[Written problem 1] From the letters to the editor, reproduce the passage that begins at the words "Stockton, California, is" and stops after "bought that land.".
[Written problem 2] In the letters to the editor, what value did the county's Real Estate Management team estimate for the land around the water tower?
══ Excerpt provided
Editor: The Seminole Water Tower is a symbol of the people - part of our heritage. Towns all over the country are making efforts to save their water towers.
Stockton, California, is an example, and Wes Swanson, chairman of the Cultural Heritage Board there, says: “It’s not about what’s pretty, it’s about what matters.” When they put the water towers up, they changed the way the water system worked and they changed people’s lives. That’s the important thing about heritage. They are important because they had impact.
Seminole has already lost a part of history from demolition: Two railway stations were razed, Seminole Depot and Bay Pines Depot, and two citrus warehouses. The Meares home at what is now Seminole Park was torn down in the mid-1970s, when the city bought that land.
It is necessary to keep our Seminole Water Tower. It is an icon - a portrait of beauty, art and culture - a landmark used by countless people to identify Seminole. Young and old alike are all in on saving this monument. The county is making plans to tear it down in May.
Re: “Save the water,’’ by Tiffany Razzano, March 9 Editor: Seminole takes steps to save the water tower. Has this council lost its mind? Under what circumstances might the residents of our great city benefit from purchasing this Trojan Horse? According to the article, the County is offering this piece of property to the taxpayers for quote
“Pinellas County Administrator Mark Woodard provided Toney-Deal with a preliminary value of the tower. He wrote that the county’s Real Estate Management team estimated the land value for the 1.25 acres of land around the water tower to be between $500,000 and $600,000.”
Shut this door, council.
Also quoted “(Sandy) Holloway and Jeff Etter, who is also on the Historical Society board, said it might seem like a daunting project, but as a community, Seminole residents have the power to save the water tower.”
Editor: It is beyond comprehension why each and every sheriff and chief of police in the state has not joined together to oppose the ridiculous NRA backed gun bills being filed by our bought and paid for legislators every year, and most especially those this year.
As a concealed carry owner in three states for over 45 years and a former sworn law enforcement officer I am disappointed and surprised that there is not a rampant opposition with a thousand protesters in uniform with a unanimous voice in the courtyard of the capitol building demanding these obvious gun bills be voted down by lawmakers.
Our entire system of government appears as of late to have entered a twilight zone and intelligence has totally dissipated into hyperbole and fantasy. To argue that untrained citizens, immature youth or impaired seniors are capable of calm reasoning and sufficient skill to prevent a shooter in a public arena by shooting them first, not withstanding the untenable position it places on first responders, are the ramblings of either mentally disturbed or just plain stupid people.
A reality check would prove that not even our citizen hero Charlie Bronson could do that. What must be killed are these very dangerous gun bills being considered in our Florida Legislature this year.
════
══ Information given
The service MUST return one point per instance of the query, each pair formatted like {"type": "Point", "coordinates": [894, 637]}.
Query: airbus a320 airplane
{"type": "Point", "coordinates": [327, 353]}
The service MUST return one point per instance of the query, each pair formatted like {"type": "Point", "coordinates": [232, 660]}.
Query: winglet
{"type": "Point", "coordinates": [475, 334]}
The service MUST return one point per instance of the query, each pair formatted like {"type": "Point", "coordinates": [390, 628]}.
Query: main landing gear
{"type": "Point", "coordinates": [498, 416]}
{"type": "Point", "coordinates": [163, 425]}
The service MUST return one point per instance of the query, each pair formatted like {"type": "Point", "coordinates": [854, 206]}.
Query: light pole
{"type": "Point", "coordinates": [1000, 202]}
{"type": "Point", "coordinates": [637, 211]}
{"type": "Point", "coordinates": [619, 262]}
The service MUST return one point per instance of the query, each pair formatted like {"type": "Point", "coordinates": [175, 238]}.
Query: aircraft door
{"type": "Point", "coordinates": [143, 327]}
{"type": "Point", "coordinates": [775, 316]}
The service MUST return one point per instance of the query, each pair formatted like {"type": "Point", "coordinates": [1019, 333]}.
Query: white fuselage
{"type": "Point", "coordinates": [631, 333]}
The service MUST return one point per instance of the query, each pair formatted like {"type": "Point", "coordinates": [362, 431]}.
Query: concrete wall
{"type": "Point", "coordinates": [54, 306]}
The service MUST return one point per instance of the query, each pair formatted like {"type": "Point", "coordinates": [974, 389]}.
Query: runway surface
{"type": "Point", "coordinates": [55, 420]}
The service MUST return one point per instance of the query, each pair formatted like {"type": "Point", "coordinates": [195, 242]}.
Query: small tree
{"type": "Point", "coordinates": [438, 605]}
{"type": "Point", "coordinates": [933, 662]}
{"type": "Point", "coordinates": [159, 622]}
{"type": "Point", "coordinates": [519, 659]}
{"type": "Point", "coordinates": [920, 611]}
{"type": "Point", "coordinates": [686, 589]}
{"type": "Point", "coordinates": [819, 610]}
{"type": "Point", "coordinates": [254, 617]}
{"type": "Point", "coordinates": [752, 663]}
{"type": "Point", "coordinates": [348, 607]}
════
[Response 1]
Stockton, California, is an example, and Wes Swanson, chairman of the Cultural Heritage Board there, says: “It’s not about what’s pretty, it’s about what matters.” When they put the water towers up, they changed the way the water system worked and they changed people’s lives. That’s the important thing about heritage. They are important because they had impact.
Seminole has already lost a part of history from demolition: Two railway stations were razed, Seminole Depot and Bay Pines Depot, and two citrus warehouses. The Meares home at what is now Seminole Park was torn down in the mid-1970s, when the city bought that land.

[Response 2] Between $500,000 and $600,000 for the 1.25 acres around the tower.